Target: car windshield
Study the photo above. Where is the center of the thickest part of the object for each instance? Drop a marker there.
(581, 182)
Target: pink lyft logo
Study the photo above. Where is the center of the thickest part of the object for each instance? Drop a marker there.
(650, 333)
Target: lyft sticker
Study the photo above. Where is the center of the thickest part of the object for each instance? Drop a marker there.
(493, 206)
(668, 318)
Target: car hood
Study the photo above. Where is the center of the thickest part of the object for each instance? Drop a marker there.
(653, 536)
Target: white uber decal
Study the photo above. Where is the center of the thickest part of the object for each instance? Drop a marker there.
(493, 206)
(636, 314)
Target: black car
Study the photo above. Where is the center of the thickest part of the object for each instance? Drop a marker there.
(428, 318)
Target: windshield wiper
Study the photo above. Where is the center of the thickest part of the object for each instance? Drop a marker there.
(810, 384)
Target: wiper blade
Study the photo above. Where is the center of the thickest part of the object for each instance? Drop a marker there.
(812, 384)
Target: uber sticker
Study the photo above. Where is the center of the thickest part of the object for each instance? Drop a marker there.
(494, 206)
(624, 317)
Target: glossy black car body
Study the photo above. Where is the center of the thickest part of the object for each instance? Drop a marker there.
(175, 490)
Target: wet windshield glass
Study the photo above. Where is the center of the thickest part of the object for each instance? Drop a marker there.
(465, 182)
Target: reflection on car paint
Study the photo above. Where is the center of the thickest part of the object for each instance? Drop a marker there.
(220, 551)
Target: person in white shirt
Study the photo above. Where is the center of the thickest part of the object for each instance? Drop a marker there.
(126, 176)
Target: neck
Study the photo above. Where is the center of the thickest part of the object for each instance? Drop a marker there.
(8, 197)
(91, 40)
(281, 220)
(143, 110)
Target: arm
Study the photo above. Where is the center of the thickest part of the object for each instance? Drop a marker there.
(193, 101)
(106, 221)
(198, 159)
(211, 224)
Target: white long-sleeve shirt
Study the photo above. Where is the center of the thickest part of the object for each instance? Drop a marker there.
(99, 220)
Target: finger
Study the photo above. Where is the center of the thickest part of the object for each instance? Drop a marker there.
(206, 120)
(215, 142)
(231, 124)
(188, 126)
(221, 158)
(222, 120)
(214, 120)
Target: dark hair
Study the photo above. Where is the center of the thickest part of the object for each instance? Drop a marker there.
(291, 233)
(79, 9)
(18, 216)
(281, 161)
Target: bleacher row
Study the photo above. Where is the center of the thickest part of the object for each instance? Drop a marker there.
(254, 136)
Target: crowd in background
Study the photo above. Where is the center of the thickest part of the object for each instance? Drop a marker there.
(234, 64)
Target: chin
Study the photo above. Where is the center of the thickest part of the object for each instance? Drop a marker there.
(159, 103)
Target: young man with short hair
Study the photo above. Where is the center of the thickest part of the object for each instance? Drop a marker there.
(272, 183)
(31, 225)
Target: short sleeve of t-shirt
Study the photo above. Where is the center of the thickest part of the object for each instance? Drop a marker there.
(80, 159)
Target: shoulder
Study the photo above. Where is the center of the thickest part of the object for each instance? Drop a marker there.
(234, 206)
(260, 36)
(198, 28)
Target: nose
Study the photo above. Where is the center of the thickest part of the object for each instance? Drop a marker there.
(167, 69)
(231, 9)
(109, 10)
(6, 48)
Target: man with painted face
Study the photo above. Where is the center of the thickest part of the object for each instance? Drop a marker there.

· · · ·

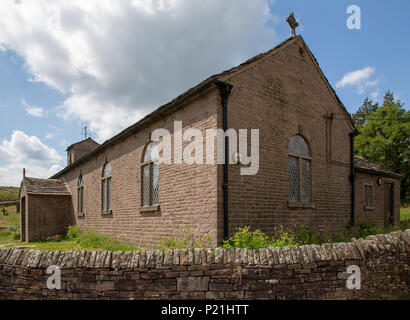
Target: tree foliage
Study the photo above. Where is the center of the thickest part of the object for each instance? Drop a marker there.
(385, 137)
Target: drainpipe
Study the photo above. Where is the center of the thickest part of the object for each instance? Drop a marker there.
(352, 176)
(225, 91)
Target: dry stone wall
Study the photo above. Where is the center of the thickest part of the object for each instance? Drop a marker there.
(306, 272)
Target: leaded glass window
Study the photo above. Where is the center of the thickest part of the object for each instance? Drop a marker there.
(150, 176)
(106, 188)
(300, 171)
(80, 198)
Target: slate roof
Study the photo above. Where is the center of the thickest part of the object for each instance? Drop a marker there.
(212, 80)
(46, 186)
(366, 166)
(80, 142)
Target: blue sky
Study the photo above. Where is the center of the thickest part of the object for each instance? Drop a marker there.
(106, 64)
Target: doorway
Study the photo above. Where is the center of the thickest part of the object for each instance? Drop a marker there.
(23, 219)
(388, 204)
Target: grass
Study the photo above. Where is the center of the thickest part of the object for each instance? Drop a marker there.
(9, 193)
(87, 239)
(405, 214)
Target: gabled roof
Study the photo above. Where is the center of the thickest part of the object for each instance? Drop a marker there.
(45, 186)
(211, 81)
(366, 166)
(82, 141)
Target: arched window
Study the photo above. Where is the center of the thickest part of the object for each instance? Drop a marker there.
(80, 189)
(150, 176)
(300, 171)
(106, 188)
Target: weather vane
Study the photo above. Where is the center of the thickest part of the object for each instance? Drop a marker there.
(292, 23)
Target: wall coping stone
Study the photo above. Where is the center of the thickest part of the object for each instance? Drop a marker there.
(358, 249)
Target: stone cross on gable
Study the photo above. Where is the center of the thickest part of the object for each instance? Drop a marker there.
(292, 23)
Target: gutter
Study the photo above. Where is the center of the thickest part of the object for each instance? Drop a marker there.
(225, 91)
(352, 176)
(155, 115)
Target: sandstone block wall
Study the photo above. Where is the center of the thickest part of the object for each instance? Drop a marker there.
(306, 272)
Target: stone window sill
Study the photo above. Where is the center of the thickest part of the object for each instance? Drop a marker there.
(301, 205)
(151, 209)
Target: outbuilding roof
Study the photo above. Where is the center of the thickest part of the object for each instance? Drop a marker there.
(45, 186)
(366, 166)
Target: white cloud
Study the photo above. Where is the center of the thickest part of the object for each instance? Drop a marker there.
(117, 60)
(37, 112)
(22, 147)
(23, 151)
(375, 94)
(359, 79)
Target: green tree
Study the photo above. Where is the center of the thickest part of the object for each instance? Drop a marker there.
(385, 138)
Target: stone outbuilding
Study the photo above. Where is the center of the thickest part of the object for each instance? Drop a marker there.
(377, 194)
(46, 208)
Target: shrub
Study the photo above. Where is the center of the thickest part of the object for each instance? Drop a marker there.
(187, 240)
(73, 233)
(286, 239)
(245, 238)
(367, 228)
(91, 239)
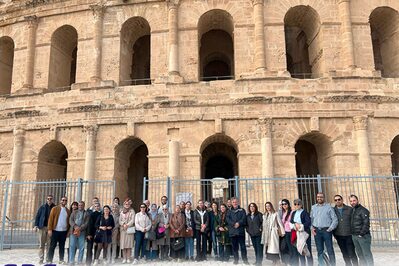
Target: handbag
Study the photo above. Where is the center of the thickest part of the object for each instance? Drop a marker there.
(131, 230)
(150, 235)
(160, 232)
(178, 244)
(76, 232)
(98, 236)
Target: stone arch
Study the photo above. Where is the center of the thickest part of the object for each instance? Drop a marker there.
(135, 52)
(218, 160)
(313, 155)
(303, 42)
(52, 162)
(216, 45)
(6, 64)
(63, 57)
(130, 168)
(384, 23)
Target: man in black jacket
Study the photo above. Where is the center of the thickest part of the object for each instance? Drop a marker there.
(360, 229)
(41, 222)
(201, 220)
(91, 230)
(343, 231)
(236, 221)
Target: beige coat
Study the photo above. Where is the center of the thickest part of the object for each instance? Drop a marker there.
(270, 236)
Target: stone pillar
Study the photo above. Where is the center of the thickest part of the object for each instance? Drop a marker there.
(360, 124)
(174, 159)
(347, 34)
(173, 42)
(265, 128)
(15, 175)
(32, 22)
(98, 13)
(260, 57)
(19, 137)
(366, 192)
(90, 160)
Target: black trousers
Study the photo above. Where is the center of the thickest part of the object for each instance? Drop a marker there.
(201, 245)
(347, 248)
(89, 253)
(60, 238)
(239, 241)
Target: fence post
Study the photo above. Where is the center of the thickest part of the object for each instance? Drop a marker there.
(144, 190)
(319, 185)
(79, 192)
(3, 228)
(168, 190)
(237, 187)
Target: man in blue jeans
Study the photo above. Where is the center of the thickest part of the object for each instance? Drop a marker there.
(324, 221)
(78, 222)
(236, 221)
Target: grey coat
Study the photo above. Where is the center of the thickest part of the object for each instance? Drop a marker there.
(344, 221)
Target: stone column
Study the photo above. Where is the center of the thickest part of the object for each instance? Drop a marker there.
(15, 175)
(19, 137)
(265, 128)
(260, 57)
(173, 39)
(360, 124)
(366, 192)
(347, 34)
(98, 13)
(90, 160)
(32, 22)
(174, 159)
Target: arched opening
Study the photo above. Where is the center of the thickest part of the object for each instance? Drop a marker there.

· · · ·

• DIRECTION: Find every line in the records that contains the word "lyft" and copy each of those lines.

• RESPONSE TO THE TASK:
Target: pink lyft logo
Target: lyft sticker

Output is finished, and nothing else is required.